• **Extracted information**
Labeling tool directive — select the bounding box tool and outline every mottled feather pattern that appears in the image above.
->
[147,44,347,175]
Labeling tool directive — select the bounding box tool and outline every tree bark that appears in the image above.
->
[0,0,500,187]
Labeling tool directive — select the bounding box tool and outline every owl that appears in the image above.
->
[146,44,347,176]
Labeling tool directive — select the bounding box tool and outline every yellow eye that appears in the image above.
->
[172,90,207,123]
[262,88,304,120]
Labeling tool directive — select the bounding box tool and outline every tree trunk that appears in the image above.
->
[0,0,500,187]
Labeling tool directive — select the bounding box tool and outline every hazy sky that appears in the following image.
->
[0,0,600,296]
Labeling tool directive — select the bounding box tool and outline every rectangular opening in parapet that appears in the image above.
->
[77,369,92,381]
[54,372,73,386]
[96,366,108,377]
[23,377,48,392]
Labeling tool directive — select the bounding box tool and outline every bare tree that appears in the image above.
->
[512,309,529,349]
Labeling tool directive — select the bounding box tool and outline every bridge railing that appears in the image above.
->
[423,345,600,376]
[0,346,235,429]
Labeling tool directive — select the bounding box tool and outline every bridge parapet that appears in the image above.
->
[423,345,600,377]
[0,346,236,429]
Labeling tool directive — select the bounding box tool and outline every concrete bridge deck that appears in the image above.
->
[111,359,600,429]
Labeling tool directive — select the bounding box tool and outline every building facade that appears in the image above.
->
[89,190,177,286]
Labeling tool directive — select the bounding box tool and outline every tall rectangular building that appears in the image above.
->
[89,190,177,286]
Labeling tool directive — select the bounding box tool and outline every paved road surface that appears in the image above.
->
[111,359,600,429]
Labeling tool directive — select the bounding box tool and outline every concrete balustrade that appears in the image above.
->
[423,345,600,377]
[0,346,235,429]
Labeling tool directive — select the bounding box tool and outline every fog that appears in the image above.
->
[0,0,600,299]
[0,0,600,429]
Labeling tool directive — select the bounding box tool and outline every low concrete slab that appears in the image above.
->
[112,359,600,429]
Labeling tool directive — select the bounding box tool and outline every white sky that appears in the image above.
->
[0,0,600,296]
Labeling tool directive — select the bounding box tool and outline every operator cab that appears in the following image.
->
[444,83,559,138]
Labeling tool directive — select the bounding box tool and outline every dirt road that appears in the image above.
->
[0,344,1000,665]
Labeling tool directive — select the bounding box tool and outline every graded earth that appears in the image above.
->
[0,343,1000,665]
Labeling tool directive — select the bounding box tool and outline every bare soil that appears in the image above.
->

• **Prompt**
Render all of the material above as a Markdown table with the columns Row and Line, one row per line and no blank lines.

• **Solution**
| Row | Line |
|---|---|
| 1 | Labeling tool directive — select the bounding box tool and outline every mottled feather pattern that appears in the image above. |
| 2 | -> |
| 3 | [147,44,347,175] |
| 4 | Labeling tool directive — select the bounding box tool and outline every tree bark that appears in the image above. |
| 5 | -> |
| 6 | [0,0,500,187] |
| 7 | Labeling tool directive — select the bounding box tool and outline every owl that appears in the image above. |
| 8 | -> |
| 9 | [146,44,347,176] |
| 10 | Labeling tool directive — select the bounding box tool and outline every yellow eye that appears in the image above. |
| 11 | -> |
| 12 | [172,90,207,123] |
| 13 | [262,88,304,120] |
| 14 | Labeling tool directive — select the bounding box tool and outline every tree trunk that appears in the image above. |
| 15 | -> |
| 16 | [0,0,500,187] |
| 17 | Labeling tool directive — select the bounding box tool and outline every hazy sky that appears in the following image. |
| 18 | -> |
| 19 | [0,0,600,296] |
| 20 | Labeling tool directive — select the bounding box tool and outline every rectangular opening in parapet that appears in the image above. |
| 21 | -> |
| 22 | [77,369,92,381] |
| 23 | [54,372,73,386] |
| 24 | [96,366,108,377] |
| 25 | [23,377,48,392] |
| 26 | Labeling tool directive — select the bounding box tool and outline every bare tree that appears in the image above. |
| 27 | -> |
| 28 | [512,309,529,349] |
| 29 | Labeling tool directive — select the bounding box tool and outline every bridge railing that appears in the image above. |
| 30 | -> |
| 31 | [423,345,600,376] |
| 32 | [0,346,235,429] |
| 33 | Labeling tool directive — select the bounding box tool and outline every bridge parapet that appears in the image above. |
| 34 | -> |
| 35 | [423,345,600,377] |
| 36 | [0,346,236,429] |
| 37 | Labeling tool directive — select the bounding box tool and outline every concrete bridge deck that appears in the image above. |
| 38 | -> |
| 39 | [111,359,600,429] |
| 40 | Labeling tool directive — select the bounding box tool and outline every building facade that appears in the image above. |
| 41 | -> |
| 42 | [89,190,177,286] |
| 43 | Labeling tool directive — select the bounding box tool and outline every tall rectangular building that appears in the image above. |
| 44 | -> |
| 45 | [89,190,177,286] |
| 46 | Labeling tool directive — select the bounding box tool and outline every paved road surface that appears in the image above. |
| 47 | -> |
| 48 | [111,359,600,429] |
| 49 | Labeling tool directive — select the bounding box tool and outline every concrete balustrade that appears in the image above. |
| 50 | -> |
| 51 | [423,345,600,377] |
| 52 | [0,346,235,429] |
| 53 | Labeling tool directive — select the bounding box tool and outline every fog that appears in the image above. |
| 54 | -> |
| 55 | [0,0,600,299] |
| 56 | [0,0,600,429] |
| 57 | Labeling tool directive — select the bounding box tool and outline every low concrete slab that appears in the image above. |
| 58 | -> |
| 59 | [112,359,600,429] |
| 60 | Labeling tool directive — select the bounding box tool and outline every white sky that appears in the image above. |
| 61 | -> |
| 62 | [0,0,600,296] |
| 63 | Labeling tool directive — select the bounding box tool and outline every operator cab that appears in the following image. |
| 64 | -> |
| 65 | [444,83,559,138] |
| 66 | Labeling tool directive — select the bounding box tool and outline every dirt road that appears in the image above. |
| 67 | -> |
| 68 | [0,344,1000,665] |
| 69 | Labeling tool directive — select the bounding box tool and outline every graded earth that appears in the image above. |
| 70 | -> |
| 71 | [0,343,1000,665] |
| 72 | Labeling tool directive — select the bounding box tool and outline every bare soil that appears in the image above. |
| 73 | -> |